■ Requirement
Edit the items below by changing every "window frame" to "door frame" and leaving all other text as it is. Leave the pictures out of your answer.

(Stored entries)
▬▬▬▬▬▬
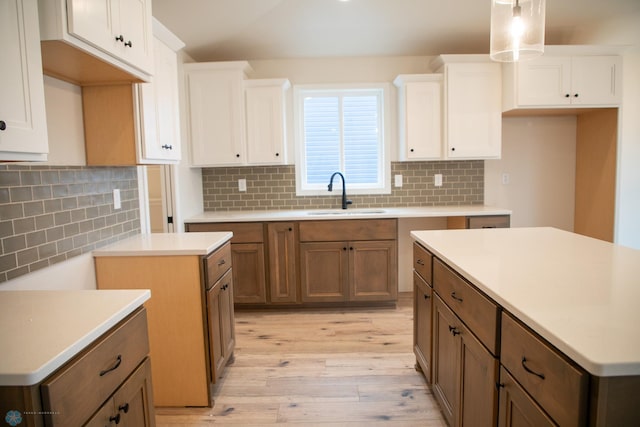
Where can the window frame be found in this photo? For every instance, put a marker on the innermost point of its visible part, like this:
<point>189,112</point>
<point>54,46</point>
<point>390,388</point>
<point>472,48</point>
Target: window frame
<point>382,90</point>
▬▬▬▬▬▬
■ Solution
Where can the door frame be found in this photo? For every instance, put a marker on the innermost point of its visible part, like this:
<point>189,112</point>
<point>54,46</point>
<point>390,388</point>
<point>472,48</point>
Target: door frame
<point>382,90</point>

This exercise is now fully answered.